> [Source extract]
[Begin]
Xtensa LX4 Archtitecture

A Compact Instruction Set Optimized for Low-Power Embedded Applications

The Xtensa LX 32-bit architecture features a compact instruction set optimized for embedded designs. The base architecture has a 32-bit ALU, up to 64 general-purpose physical registers, six special purpose registers, and 80 base instructions, including improved 16- and 24-bit (rather than 32-bit) RISC instruction encoding. Key features include:

  • A wide range of configurable options to ensure you get just the logic you need to meet your functional and performance requirements
  • Modelessly intermix standard 16- and 24- as well as custom 32- 64- or 128-bit VLIW instructions for lowest code and performance overhead.
  • Selectable 5-or-7-stage pipeline to match memory
  • Virtually unlimited I/O bandwidth with optional Queue (FIFO), Port (GPIO) and Lookup interfaces for data transfers that don't require system bus bandwidth
  • One or two 32/64/128/256/512-bit wide Load/Store units
  • Local memories configurable up to 8MB with optional parity or ECC
  • Automated fine-grained clock gating throughout processor for ultra-low power solutions

Base Instruction Set Compatibility

Configurability of a Tensilica processor core never compromises the underlying base Xtensa instruction set architecture (ISA), thereby ensuring availability of a robust ecosystem of third party application software and development tools. All configurable, extensible Xtensa processors are always compatible with major operating systems, debug probes, and ICE solutions. For each processor, the automatically generated complete software development toolchain includes an advanced Integrated Development Environment (IDE) based on the ECLIPSE framework, a world-class C/C++ compiler, a cycle-accurate SystemC-compatible instruction set simulator, and the full industry standard GNU Toolchain.
[End]
> [Information shown]
[Begin]
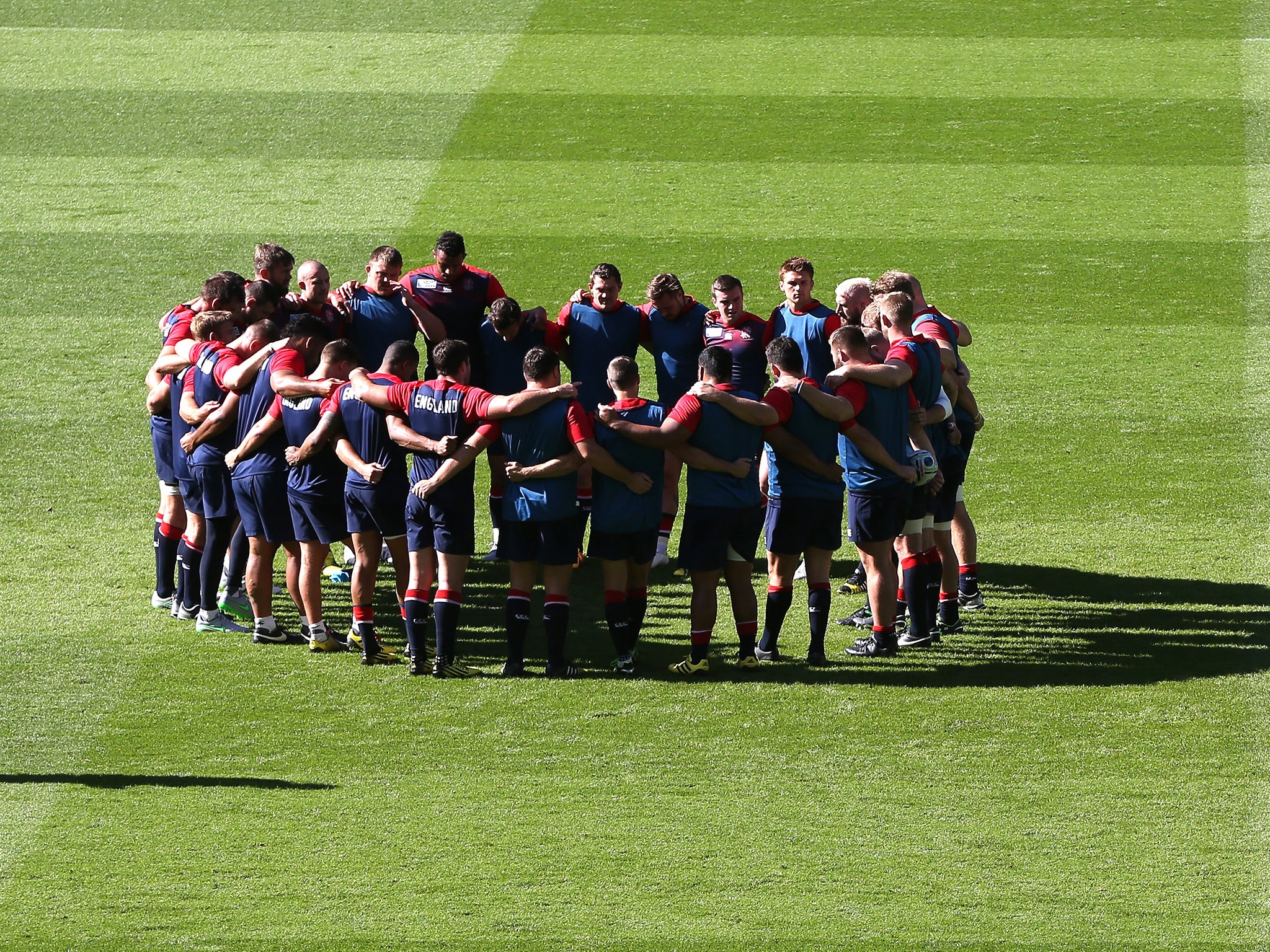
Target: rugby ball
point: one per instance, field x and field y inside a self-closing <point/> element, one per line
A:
<point x="926" y="466"/>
[End]
> [Problems]
(A) Using the Xtensa LX architecture text, list every component that it says is included in the automatically generated software development toolchain.
(B) Write what comes next in the Xtensa LX architecture text, starting after its final sentence.

> [Results in order]
(A)
- An advanced Integrated Development Environment (IDE) based on the ECLIPSE framework
- A world-class C/C++ compiler
- A cycle-accurate SystemC-compatible instruction set simulator
- The full industry standard GNU Toolchain

(B)
Tensilica uses an ISA that has been backwards compatible since its introduction in 1999. It uses a base instruction set of 80 instructions and was fundamentally architected for extensibility. Designers can run application code written back in 1999 and it will run on the Xtensa LX4 processor today. Any differentiating designer-defined instructions from earlier designs can be re-used today.

Smaller Code Size

The Xtensa LX DPU can modelessly intermix 24-bit and 16-bit instructions, leading to 25-50% better code density and, therefore, smaller memories than mixed 32- and 16-bit architectures. Since memories typically dominate SOC area, this code density advantage translates into significant SOC area savings.

Powerful Base ISA

The Xtensa ISA includes powerful compare-and-branch instructions and zero-overhead loops, which allow the compiler to generate tight, optimized loops. It also provides bit manipulations including funnel shifts and field-extract operations that are critical for applications such as networking that process the fields in packet headers and perform rule-based checks.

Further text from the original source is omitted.